**WHAT IS BEING ASKED:** Pick out every line in the records below that contains the word "black" and copy each one.

**DATASET EXTRACT:**
________________

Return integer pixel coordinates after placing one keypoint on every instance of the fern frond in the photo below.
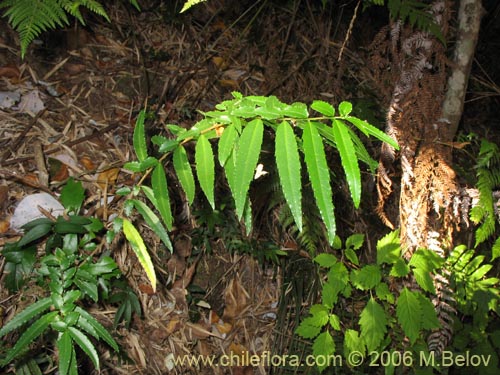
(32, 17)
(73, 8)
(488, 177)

________________

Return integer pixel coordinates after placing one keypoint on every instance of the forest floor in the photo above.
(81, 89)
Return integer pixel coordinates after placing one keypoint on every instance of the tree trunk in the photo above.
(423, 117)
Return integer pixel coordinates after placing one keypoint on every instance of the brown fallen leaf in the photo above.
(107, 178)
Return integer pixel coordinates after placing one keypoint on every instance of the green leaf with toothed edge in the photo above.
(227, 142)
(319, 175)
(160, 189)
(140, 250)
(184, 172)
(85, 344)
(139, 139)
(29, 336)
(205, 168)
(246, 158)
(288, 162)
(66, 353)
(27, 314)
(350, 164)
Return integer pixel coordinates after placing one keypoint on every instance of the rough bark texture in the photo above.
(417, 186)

________________

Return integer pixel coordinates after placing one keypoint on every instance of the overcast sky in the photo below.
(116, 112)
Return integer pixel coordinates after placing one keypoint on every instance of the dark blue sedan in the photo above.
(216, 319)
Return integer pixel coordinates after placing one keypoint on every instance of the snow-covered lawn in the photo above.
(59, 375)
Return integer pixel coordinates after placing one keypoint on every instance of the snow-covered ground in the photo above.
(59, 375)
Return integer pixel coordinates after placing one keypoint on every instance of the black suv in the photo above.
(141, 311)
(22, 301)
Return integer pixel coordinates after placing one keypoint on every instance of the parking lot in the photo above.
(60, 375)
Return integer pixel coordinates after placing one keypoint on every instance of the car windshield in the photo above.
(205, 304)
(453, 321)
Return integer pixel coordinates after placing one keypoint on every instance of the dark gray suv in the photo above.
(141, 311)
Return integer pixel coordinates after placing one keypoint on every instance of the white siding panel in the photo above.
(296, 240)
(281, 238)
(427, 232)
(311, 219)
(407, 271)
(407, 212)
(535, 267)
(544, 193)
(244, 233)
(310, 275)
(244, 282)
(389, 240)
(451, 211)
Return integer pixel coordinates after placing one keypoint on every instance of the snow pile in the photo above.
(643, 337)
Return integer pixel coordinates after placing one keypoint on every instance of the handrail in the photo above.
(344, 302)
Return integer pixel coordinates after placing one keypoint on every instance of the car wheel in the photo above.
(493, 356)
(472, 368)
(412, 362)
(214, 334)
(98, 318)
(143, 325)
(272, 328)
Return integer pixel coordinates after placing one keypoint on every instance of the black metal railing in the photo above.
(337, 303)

________________

**CORRECT RESPONSE:**
Return integer pixel coordinates after placing one keypoint on every instance of the black suv in the photo above.
Return integer pixel coordinates after placing one keypoint on every instance of the black metal railing in the photo above.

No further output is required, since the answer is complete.